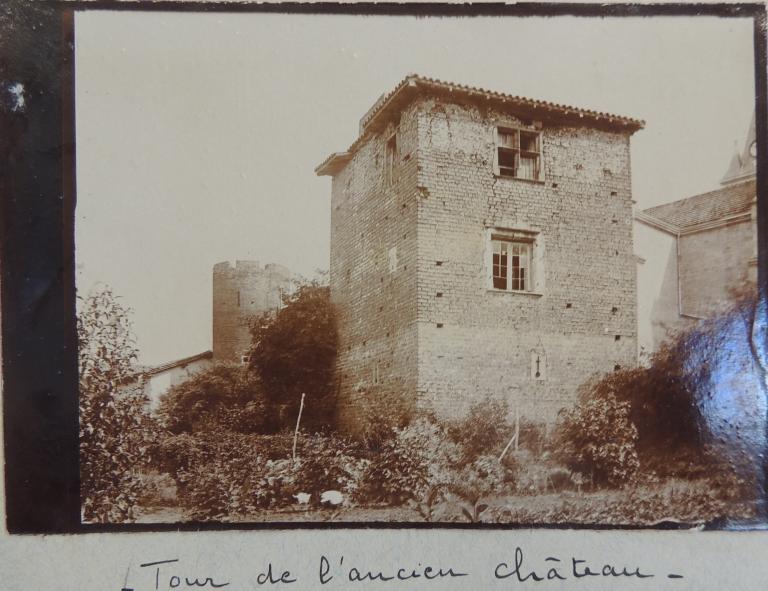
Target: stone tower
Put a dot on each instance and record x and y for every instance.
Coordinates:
(241, 291)
(481, 245)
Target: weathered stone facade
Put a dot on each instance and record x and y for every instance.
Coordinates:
(241, 291)
(420, 324)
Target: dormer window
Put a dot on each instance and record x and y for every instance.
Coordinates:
(518, 153)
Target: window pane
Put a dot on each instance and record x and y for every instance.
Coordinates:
(508, 138)
(506, 158)
(499, 265)
(528, 168)
(529, 141)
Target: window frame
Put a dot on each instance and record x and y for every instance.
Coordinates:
(532, 276)
(515, 149)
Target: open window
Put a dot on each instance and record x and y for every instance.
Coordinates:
(518, 153)
(514, 258)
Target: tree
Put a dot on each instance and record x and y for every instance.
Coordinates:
(115, 430)
(294, 352)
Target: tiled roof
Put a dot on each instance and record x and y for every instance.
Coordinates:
(543, 106)
(179, 363)
(707, 207)
(536, 109)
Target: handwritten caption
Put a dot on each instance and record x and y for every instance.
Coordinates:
(171, 573)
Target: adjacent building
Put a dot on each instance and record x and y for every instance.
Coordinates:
(481, 245)
(157, 380)
(696, 254)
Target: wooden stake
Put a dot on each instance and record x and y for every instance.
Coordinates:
(296, 432)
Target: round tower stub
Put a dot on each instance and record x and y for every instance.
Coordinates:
(242, 291)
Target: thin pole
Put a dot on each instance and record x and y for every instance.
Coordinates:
(296, 432)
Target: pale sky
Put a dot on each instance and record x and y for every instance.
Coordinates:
(198, 134)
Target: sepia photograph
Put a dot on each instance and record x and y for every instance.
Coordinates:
(389, 269)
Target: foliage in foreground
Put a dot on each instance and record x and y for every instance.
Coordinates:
(222, 398)
(596, 438)
(294, 353)
(116, 435)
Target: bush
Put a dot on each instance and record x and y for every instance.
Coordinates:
(226, 475)
(116, 433)
(406, 465)
(225, 397)
(597, 439)
(294, 353)
(485, 430)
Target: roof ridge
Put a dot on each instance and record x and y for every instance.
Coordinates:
(414, 77)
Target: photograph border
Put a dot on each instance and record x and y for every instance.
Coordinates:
(37, 262)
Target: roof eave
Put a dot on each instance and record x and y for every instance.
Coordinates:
(536, 109)
(332, 165)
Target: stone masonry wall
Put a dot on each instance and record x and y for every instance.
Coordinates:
(373, 278)
(241, 291)
(706, 281)
(475, 341)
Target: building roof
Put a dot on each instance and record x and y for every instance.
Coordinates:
(178, 363)
(726, 202)
(411, 85)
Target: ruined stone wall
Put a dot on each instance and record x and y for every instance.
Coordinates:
(657, 294)
(713, 263)
(475, 341)
(241, 291)
(373, 278)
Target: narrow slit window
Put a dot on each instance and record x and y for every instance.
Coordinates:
(390, 160)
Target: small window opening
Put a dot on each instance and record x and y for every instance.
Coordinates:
(390, 160)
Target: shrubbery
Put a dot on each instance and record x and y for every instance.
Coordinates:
(225, 397)
(294, 353)
(597, 438)
(116, 434)
(226, 475)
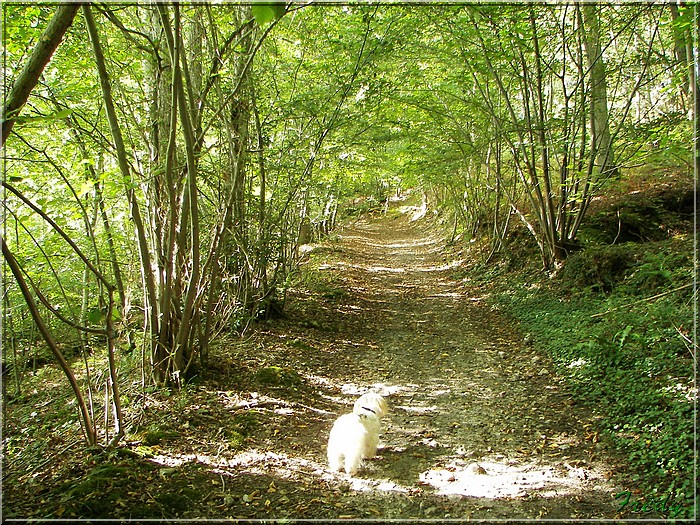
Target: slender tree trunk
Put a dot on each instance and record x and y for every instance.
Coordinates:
(601, 139)
(89, 428)
(146, 265)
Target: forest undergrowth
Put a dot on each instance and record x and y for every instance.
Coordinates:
(485, 423)
(619, 321)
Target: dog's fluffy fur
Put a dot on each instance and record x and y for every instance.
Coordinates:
(356, 436)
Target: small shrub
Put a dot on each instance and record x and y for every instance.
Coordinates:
(278, 376)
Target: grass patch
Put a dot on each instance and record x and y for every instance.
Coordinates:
(620, 334)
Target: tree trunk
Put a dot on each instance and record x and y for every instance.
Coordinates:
(601, 140)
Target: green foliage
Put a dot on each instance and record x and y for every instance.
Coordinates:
(627, 359)
(265, 13)
(278, 376)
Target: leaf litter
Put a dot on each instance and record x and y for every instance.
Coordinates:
(480, 427)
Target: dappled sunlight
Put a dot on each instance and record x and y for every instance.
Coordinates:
(502, 478)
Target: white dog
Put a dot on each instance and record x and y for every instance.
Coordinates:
(356, 436)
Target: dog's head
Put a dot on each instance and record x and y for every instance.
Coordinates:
(371, 403)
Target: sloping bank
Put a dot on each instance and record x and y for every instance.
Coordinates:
(618, 322)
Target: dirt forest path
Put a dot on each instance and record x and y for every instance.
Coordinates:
(479, 428)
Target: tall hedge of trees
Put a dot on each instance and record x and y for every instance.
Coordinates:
(163, 163)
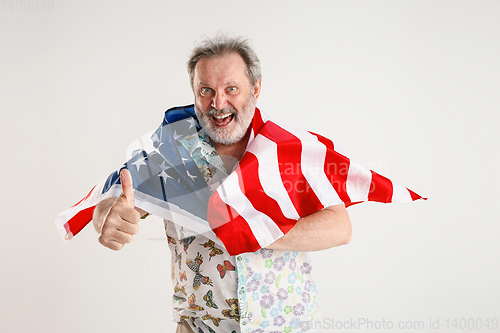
______
* **YOUR GOAL**
Format all of the records above as a numbered list, one line per entry, with blank lines omitted. Leave the pictures out.

* **TASK ANSWER**
1. Target: stone tower
2. Put a dot on each instance and record x and y for every instance.
3. Coordinates:
4. (241, 291)
5. (481, 245)
6. Target: weathered stone facade
7. Put a dot on each instance and record x and y for every instance.
8. Coordinates:
9. (241, 291)
10. (420, 324)
11. Target: dormer window
12. Put a dot on each instance and record x and y for every instance.
13. Coordinates:
14. (518, 153)
15. Target: window pane
16. Put a dot on each instance and record x and y for every instance.
17. Coordinates:
18. (508, 138)
19. (506, 158)
20. (499, 265)
21. (528, 168)
22. (529, 141)
23. Target: window frame
24. Put a dot on each instance and record x and y for every instance.
25. Coordinates:
26. (532, 276)
27. (515, 149)
28. Target: open window
29. Put a dot on each instance and record x and y for every instance.
30. Coordinates:
31. (518, 153)
32. (514, 258)
33. Target: tree
34. Put a dot on each instance and record x and y for every instance.
35. Coordinates:
36. (115, 430)
37. (294, 352)
38. Target: tiled roof
39. Put a dot on each instance and record x and y for every instance.
40. Coordinates:
41. (543, 106)
42. (179, 363)
43. (707, 207)
44. (536, 109)
45. Target: handwritten caption
46. Put a dot on each instance and record x and y for every instance.
47. Coordinates:
48. (171, 573)
49. Target: adjacent building
50. Put a dot on each instance and record x and y for every instance.
51. Coordinates:
52. (481, 245)
53. (157, 380)
54. (696, 254)
55. Target: wooden stake
56. Put a dot on each instance and record x and y for every instance.
57. Coordinates:
58. (296, 432)
59. Target: round tower stub
60. Put a dot on each instance and record x and y for every instance.
61. Coordinates:
62. (242, 291)
63. Target: thin pole
64. Put a dot on each instance and record x and y for every instance.
65. Coordinates:
66. (296, 432)
67. Target: pale sky
68. Put a dot on each instance and record x and y for every instance.
69. Coordinates:
70. (198, 134)
71. Target: sepia photograph
72. Put a dot on each instance and record x and y for every instance.
73. Coordinates:
74. (389, 269)
75. Target: foliage in foreground
76. Put a dot on each instance and record x and y for every instance.
77. Coordinates:
78. (222, 398)
79. (596, 438)
80. (294, 353)
81. (116, 435)
82. Target: bush
83. Put a dot on each instance and record x and y for every instance.
84. Coordinates:
85. (226, 475)
86. (116, 433)
87. (406, 465)
88. (225, 397)
89. (597, 439)
90. (294, 353)
91. (485, 430)
92. Target: roof ridge
93. Put a dot on each instance and record x and y for every instance.
94. Coordinates:
95. (414, 77)
96. Target: photograph border
97. Put a dot on each instance and record x and y for every instance.
98. Coordinates:
99. (37, 262)
100. Target: roof eave
101. Put a dot on each instance and record x and y for every instance.
102. Coordinates:
103. (536, 109)
104. (332, 165)
105. Target: stone masonry wall
106. Put a dot on each instance and record x and y for every instance.
107. Coordinates:
108. (373, 278)
109. (241, 291)
110. (706, 281)
111. (475, 341)
112. Target: building roof
113. Put a dot on each instance and record x and y for every instance.
114. Coordinates:
115. (178, 363)
116. (726, 202)
117. (411, 85)
118. Target: ruined stone wall
119. Put a dot on each instance and record x and y for every instance.
120. Coordinates:
121. (657, 294)
122. (713, 263)
123. (475, 341)
124. (241, 291)
125. (373, 278)
126. Target: narrow slit window
127. Put a dot on each instance and record x and y for every instance.
128. Coordinates:
129. (390, 160)
130. Target: small window opening
131. Put a dot on each instance and record x and y for every instance.
132. Coordinates:
133. (390, 160)
134. Target: shrubbery
135. Put a dot on each instance and record x and y for every instance.
136. Coordinates:
137. (225, 397)
138. (294, 353)
139. (597, 438)
140. (116, 434)
141. (226, 475)
142. Target: slender tree trunk
143. Put a dot on each instance and record x and y for every instance.
144. Coordinates:
145. (601, 139)
146. (89, 428)
147. (146, 265)
148. Target: forest undergrowth
149. Put a dot on each instance and record x and y for every instance.
150. Coordinates:
151. (485, 423)
152. (619, 321)
153. Target: dog's fluffy fur
154. Put a dot on each instance and record x and y for every instance.
155. Coordinates:
156. (356, 436)
157. Target: small shrub
158. Put a dot on each instance and record x and y for every instance.
159. Coordinates:
160. (278, 376)
161. Target: grass patch
162. Put a dot on each instance and record x and y for every instance.
163. Coordinates:
164. (620, 334)
165. Target: tree trunk
166. Put a dot on each instance and record x and y for every instance.
167. Coordinates:
168. (601, 140)
169. Target: green foliage
170. Put a dot on each instance and record x and y for every instance.
171. Coordinates:
172. (627, 359)
173. (265, 13)
174. (278, 376)
175. Target: leaf litter
176. Put a dot on each instance and record x and y for every instance.
177. Coordinates:
178. (480, 427)
179. Target: dappled sunlight
180. Put a dot on each instance and record x and y for every instance.
181. Coordinates:
182. (502, 478)
183. Target: white dog
184. Put a dot on each instance and record x and y for every instance.
185. Coordinates:
186. (356, 436)
187. Target: dog's head
188. Put a dot on each instance and record x and y for every instance.
189. Coordinates:
190. (371, 403)
191. Target: sloping bank
192. Put a dot on each instance and record x and y for every instance.
193. Coordinates:
194. (618, 322)
195. Target: dirt forest path
196. Put a dot on each instance and record x and y for every instance.
197. Coordinates:
198. (479, 428)
199. Target: tall hedge of trees
200. Put a dot on each instance and record x and y for every instance.
201. Coordinates:
202. (163, 163)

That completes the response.